The current study analyzes testability using 48 OO metrics, analyzes their correlation and validates results using non parametric tests. The results are further used to predict test effort using 18 machine algorithms. Use of wide range of OO metrics and machine learning algorithms gives the current study an edge over other published work in this field.
Experimental study design
This section presents the experimental study design followed in the paper.
Data collection
Initially, Apache Software Foundation [2] was explored and projects written in Java language were kept in the pool for consideration. Projects meeting the selection criteria (Section 3.2) were then shortlisted for the study. In order to eliminate bias and increase generalizability, Simple Random Sampling was applied and four datasets were finally selected for the analysis. The artifacts of the selected datasets were obtained from GitHub [9] and Jira [12] (which are source and bug repositories respectively). The characteristics of the studied projects are presented in Table 1.
Characteristics of projects studied
Characteristics of projects studied
1. www.avro.apache.org, 2. www.hive.apache.org, 3. www.jclouds.apache.org, 4. www.zookeeper.apache.org. Note: Words ‘Release’ and ‘Version’ are used synonymously in the study.
While selecting the projects following criteria and assumptions were made:
Projects must be in active state and their last activity date must not be later than February 2017 Release cycles of the projects must have evolved from longer release cycles (less than six releases per year) to shorter cycles (more than six releases per year) somewhere in their lifecycle in order to study change Projects must have a development lifecycle of more than five years Projects with less than six releases* in a year were accounted under TR model phase and projects with more than six releases a year were considered to follow RR model phase.
*The time estimation of six releases/year in the paper is an attempt made to set a standard for analysis and has been used in studies in this field [5, 6]. This can be manipulated if required for other analysis.

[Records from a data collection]
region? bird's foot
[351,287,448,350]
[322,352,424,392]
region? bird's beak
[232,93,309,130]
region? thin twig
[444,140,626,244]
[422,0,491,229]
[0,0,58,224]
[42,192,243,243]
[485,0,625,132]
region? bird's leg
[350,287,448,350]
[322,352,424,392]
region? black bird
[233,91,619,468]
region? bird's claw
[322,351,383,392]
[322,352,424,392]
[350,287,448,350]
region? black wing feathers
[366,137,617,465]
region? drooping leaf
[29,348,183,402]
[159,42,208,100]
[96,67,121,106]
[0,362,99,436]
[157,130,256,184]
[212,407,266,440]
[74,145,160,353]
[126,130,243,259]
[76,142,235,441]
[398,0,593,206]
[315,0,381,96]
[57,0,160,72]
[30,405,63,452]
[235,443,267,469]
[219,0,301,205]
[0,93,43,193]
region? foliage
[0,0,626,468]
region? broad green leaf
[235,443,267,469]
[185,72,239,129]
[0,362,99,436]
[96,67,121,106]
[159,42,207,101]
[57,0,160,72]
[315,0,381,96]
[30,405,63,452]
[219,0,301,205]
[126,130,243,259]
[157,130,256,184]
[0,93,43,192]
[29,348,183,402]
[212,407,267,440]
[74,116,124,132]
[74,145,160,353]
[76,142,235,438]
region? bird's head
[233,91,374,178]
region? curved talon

* _Tasks and exercises_:
1. Answer these questions from the passage on software testability:
(a) How many OO metrics does the study use to analyze testability?
(b) How many machine learning algorithms are used to predict test effort?
(c) From which two repositories were the artifacts of the selected datasets obtained?
2. Extend the passage on software testability, picking up right after its final sentence.
These records were taken from a separate source.

* _Responses_:
1.
(a) 48
(b) 18
(c) GitHub and Jira

2.
The study also calculated the mean time of release for each dataset. The median in the box chart that divides the box into two is the mean time of the release. It can be observed from Fig. 1 that the mean time of release for TRs is way higher than RRs. The study also presents the evolution of the releases of the Zookeeper dataset over the period of time in Fig. 2. Graphs of other datasets can be obtained likewise.

Distribution of release cycle lengths (in days) for TRs and RRs with X asis as TR and RR release and Y axis as days since previous release.

Evolution of releases in dataset ‘Zookeeper’.
The study gathered 48 OO metrics for each version of the selected dataset. These metrics were extracted using an Open Source tool – IntellijIdea [10]. This tool takes Java classes as input and produces OO metrics. Details about the tool and the metrics can be obtained from www.jetbrains.com. Table 2 presents the OO metrics used in the study.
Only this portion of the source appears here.